▶ **Exercise A**: According to the provided passage on curating, why was the writer's stated wish to become a curator so often mistaken for a wish to become a conservator?

▶ **Provided passage**:
══════════

On Curating
You keep using that word. I do not think it means what you think it means.
-Inigo Montoya, The Princess Bride, 1987.
Attic Alumna Amy linked to an article highlighting the rising popularity of the micro-blogging service Tumblr, whose headline was "Curating Online: Hobbies for Hipsters."
Back in the day, when I was an undergraduate, and people would ask me what my professional ambitions were, I would respond with, "I want to be a curator." Confronted with blank looks, I would have to explain that a curator was the person who put on exhibitions in a museum, but would inevitably be dogged by the persistent misunderstanding that I wanted to become a conservator - because, apparently, that's the only museum job laypeople know about.

══════════

▶ **Extracted data entries**:
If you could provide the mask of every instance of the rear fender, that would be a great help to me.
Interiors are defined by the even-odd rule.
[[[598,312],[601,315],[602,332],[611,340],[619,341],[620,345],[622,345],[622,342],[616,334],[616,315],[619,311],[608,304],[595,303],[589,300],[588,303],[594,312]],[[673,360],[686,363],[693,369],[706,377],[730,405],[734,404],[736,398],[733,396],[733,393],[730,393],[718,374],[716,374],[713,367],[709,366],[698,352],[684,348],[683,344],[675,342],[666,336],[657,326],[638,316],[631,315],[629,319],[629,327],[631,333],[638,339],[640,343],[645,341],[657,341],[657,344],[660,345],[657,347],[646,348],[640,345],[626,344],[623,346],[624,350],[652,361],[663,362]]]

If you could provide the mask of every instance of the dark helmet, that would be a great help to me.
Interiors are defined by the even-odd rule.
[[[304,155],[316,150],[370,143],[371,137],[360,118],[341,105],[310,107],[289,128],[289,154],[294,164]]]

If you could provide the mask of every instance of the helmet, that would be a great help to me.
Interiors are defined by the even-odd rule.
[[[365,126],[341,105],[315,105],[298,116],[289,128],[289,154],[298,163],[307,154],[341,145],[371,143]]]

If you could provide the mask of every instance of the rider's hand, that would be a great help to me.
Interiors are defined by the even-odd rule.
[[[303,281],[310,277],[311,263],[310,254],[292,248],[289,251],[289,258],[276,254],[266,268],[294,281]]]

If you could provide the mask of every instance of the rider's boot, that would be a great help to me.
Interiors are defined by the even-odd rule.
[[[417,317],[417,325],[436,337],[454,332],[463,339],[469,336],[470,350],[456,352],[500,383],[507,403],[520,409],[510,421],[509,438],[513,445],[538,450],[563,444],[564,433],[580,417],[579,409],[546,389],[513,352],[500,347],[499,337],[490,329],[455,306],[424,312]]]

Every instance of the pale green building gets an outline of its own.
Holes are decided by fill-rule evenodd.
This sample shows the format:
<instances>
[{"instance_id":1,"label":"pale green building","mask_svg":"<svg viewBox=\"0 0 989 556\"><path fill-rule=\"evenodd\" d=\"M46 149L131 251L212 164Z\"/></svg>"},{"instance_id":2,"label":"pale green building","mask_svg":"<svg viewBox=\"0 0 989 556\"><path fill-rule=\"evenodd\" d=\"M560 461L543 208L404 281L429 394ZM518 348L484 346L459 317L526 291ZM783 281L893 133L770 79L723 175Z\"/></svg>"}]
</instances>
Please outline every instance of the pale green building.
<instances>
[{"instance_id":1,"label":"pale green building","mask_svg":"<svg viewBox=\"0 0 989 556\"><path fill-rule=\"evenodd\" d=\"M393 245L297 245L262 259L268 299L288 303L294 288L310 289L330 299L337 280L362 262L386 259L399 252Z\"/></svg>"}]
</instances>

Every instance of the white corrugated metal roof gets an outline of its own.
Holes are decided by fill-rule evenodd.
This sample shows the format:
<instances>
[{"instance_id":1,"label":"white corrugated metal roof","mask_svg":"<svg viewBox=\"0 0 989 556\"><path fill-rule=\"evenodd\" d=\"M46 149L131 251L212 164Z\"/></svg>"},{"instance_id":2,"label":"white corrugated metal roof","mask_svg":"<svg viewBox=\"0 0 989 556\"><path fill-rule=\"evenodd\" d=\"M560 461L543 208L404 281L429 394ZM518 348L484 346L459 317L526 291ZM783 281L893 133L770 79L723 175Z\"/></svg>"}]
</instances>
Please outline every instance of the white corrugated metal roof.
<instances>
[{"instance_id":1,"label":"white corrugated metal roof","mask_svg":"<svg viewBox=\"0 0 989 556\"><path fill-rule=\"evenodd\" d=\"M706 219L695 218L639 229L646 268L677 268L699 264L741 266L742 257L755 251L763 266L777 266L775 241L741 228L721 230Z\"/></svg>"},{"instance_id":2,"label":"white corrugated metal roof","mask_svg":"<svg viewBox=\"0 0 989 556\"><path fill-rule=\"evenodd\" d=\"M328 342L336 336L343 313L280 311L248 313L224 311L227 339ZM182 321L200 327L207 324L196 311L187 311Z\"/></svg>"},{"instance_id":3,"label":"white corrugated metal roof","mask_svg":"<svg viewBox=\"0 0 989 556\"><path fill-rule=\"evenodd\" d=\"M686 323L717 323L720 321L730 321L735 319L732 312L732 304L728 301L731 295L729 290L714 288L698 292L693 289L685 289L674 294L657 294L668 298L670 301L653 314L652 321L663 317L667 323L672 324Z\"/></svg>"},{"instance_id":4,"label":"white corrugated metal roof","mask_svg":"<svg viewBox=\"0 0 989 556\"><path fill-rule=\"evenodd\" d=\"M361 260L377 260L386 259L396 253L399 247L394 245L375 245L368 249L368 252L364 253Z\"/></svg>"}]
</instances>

══════════

▶ **Exercise B**: From the records, extract word for word the stretch from the line containing "Every instance of the white corrugated metal roof gets" through the end of the records.

▶ **Task result A**: Laypeople apparently know only one museum job, the conservator, so they kept assuming that was what the writer meant.

▶ **Task result B**:
Every instance of the white corrugated metal roof gets an outline of its own.
Holes are decided by fill-rule evenodd.
This sample shows the format:
<instances>
[{"instance_id":1,"label":"white corrugated metal roof","mask_svg":"<svg viewBox=\"0 0 989 556\"><path fill-rule=\"evenodd\" d=\"M46 149L131 251L212 164Z\"/></svg>"},{"instance_id":2,"label":"white corrugated metal roof","mask_svg":"<svg viewBox=\"0 0 989 556\"><path fill-rule=\"evenodd\" d=\"M560 461L543 208L404 281L429 394ZM518 348L484 346L459 317L526 291ZM783 281L893 133L770 79L723 175Z\"/></svg>"}]
</instances>
Please outline every instance of the white corrugated metal roof.
<instances>
[{"instance_id":1,"label":"white corrugated metal roof","mask_svg":"<svg viewBox=\"0 0 989 556\"><path fill-rule=\"evenodd\" d=\"M706 219L695 218L639 229L646 268L677 268L699 264L741 266L742 257L755 251L763 266L777 266L775 241L741 228L721 230Z\"/></svg>"},{"instance_id":2,"label":"white corrugated metal roof","mask_svg":"<svg viewBox=\"0 0 989 556\"><path fill-rule=\"evenodd\" d=\"M328 342L336 336L343 313L280 311L248 313L224 311L227 339ZM182 321L200 327L207 324L196 311L187 311Z\"/></svg>"},{"instance_id":3,"label":"white corrugated metal roof","mask_svg":"<svg viewBox=\"0 0 989 556\"><path fill-rule=\"evenodd\" d=\"M686 323L717 323L720 321L730 321L735 319L732 312L732 304L728 301L731 295L729 290L714 288L698 292L693 289L685 289L674 294L657 294L668 298L670 301L653 314L652 321L663 317L667 323L672 324Z\"/></svg>"},{"instance_id":4,"label":"white corrugated metal roof","mask_svg":"<svg viewBox=\"0 0 989 556\"><path fill-rule=\"evenodd\" d=\"M361 260L377 260L386 259L396 253L399 247L394 245L375 245L368 249L368 252L364 253Z\"/></svg>"}]
</instances>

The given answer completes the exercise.